Please render everything from the line containing "Target: cloudy sky" down to the end of the listing as a Markdown table with the columns Row and Text, numbering each line and leaving out blank ones. Include both the starting line and the final line.

** Data for this exercise **

>> start

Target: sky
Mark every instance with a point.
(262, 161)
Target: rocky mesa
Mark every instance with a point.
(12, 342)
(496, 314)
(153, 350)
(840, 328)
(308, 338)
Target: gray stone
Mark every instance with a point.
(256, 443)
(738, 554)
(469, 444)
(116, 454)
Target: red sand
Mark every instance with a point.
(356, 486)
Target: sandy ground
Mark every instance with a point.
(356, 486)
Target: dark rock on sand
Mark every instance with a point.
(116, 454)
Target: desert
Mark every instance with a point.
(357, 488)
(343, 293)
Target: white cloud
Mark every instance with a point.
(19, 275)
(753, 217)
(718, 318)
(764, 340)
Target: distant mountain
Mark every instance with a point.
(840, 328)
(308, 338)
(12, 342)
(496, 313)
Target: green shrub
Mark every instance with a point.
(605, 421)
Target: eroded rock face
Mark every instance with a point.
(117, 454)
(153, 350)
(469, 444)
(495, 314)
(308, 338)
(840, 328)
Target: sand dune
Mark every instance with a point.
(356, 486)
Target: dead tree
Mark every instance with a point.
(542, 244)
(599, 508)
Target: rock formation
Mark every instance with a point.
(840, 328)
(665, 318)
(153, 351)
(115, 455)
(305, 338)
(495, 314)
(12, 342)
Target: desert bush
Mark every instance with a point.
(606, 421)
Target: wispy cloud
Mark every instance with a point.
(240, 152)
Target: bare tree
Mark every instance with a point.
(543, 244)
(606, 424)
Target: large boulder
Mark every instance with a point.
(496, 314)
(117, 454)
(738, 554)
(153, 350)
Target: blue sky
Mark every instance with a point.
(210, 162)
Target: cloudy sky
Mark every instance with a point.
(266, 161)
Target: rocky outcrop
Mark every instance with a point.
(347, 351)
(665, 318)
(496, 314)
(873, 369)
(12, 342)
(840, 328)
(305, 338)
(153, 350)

>> end

** Task response **
| Row | Text |
|---|---|
| 1 | Target: cloudy sky |
| 2 | Mark every instance with a point. |
| 3 | (266, 161) |
| 4 | Target: rocky outcrop |
| 5 | Mark every instance with a point. |
| 6 | (347, 351) |
| 7 | (665, 318) |
| 8 | (496, 314) |
| 9 | (873, 369) |
| 10 | (12, 342) |
| 11 | (840, 328) |
| 12 | (305, 338) |
| 13 | (153, 350) |